Activity: Return all of the data exactly as given.

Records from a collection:
• • • • • • •

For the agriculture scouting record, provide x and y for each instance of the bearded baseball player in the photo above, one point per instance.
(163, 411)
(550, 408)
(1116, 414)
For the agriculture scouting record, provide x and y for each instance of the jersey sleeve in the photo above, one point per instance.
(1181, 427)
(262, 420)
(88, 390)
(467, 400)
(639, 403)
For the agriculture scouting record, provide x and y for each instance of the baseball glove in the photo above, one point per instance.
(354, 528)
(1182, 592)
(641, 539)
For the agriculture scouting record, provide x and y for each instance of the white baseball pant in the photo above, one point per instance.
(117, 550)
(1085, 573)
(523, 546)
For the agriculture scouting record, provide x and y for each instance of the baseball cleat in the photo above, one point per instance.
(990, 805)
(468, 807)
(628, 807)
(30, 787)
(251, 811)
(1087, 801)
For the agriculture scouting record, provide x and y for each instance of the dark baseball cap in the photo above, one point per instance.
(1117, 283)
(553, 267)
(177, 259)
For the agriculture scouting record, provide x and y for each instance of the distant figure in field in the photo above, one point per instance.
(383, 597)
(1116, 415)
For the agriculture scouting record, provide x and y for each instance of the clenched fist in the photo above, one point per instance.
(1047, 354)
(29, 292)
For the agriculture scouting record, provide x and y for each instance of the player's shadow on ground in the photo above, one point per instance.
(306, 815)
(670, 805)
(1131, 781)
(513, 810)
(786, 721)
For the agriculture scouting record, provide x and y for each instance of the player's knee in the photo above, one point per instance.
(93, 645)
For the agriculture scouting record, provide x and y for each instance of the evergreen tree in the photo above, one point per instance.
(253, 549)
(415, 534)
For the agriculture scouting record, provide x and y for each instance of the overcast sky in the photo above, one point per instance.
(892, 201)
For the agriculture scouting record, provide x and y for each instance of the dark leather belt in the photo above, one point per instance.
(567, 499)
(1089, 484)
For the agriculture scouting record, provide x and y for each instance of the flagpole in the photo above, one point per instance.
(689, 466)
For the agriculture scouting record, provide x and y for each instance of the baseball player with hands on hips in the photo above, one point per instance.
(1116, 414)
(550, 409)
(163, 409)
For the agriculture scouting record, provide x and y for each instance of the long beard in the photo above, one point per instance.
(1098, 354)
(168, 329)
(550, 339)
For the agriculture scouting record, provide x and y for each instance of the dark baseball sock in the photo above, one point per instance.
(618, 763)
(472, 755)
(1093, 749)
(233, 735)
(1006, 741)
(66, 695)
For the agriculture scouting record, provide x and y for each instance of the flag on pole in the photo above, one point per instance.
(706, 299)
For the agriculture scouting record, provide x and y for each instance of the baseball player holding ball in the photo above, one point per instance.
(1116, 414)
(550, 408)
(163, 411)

• • • • • • •

Exercise solution:
For the agriculture scouting record, provide x and y for each instance of the bearded baseball player in the photo above, one point per instance.
(163, 411)
(550, 408)
(1116, 414)
For the agriculture scouting record, provide x and y for each instance of the jersey sleeve in the photo above, one point per instance.
(1181, 427)
(262, 420)
(88, 390)
(467, 400)
(639, 403)
For the agriculture scouting record, provide x and y for each instance of the baseball glove in the photo above, one point per instance.
(354, 528)
(1182, 592)
(641, 539)
For the agriculture scouting record, provide x and y for each instance of the white baseball pant in the photo above, one point per instance.
(117, 550)
(1085, 573)
(523, 546)
For the agriculture scouting record, provide x and y for each instance of the baseball cleat in the photo above, one point per instance.
(990, 805)
(468, 807)
(628, 807)
(30, 787)
(251, 811)
(1087, 801)
For the agriculture scouting record, provide x and y for each instance of the dark baseball cap in the photo above, one point per instance.
(1117, 283)
(553, 267)
(177, 259)
For the agriculture scouting record, provide x and y for each instance of the distant figure in field in the photo above, one point per instance.
(383, 597)
(1116, 415)
For the agriculture scouting record, provide x and y for each instance of the clenched fist in the photo above, one point per instance.
(1047, 354)
(29, 292)
For the agriculture scouting record, provide x and y for each instance of the player's shadow on ground in the photo above, one point per instance.
(306, 815)
(670, 805)
(1131, 781)
(513, 810)
(786, 721)
For the agriculture scouting record, provide x and y for each instance of the player's knee in the photo above, one point per instance.
(93, 645)
For the agriculture scouting record, provide x and y for each instance of the evergreen tree in the photo above, one point per instance.
(253, 549)
(415, 534)
For the agriculture scouting record, provide x and y for each instance of the overcast sky in the photo above, one point per instance.
(892, 201)
For the agriculture scouting record, provide x and y for each instance of the dark leather belt in the photo above, one point per instance.
(567, 499)
(1089, 484)
For the agriculture scouting record, provide x and y for each instance of the flagpole in the photo above, one point per instance.
(689, 466)
For the agriculture scouting record, provide x and y for each instance of the baseball player with hands on hips in the photo above, one point per instance.
(1116, 414)
(550, 409)
(163, 409)
For the agriculture scouting record, provide x and y for each instance of the long beard in the photo above, one point per instance.
(1098, 354)
(168, 329)
(550, 339)
For the agriculture scouting record, provide x and y for each instance of the dark baseball sock in the photo above, one point per instance.
(618, 763)
(472, 755)
(1093, 749)
(233, 735)
(1006, 741)
(66, 695)
For the agriculture scouting record, provide x and y for each instance of the flag on pole in the photo above, one point per instance.
(706, 299)
For the agriculture scouting record, provide x and y for each instance of the baseball player holding ball in the photo above, one point per instance.
(1116, 414)
(550, 408)
(163, 411)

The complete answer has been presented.